===== Provided records =====

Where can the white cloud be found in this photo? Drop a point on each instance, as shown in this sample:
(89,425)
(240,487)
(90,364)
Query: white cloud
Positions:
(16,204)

=====

What is expected —
Please reproduce each record precisely as written.

Answer —
Where can the white cloud be found in this photo? Drop a point on each instance, as shown in this sample:
(89,425)
(240,487)
(90,364)
Query: white cloud
Positions:
(16,204)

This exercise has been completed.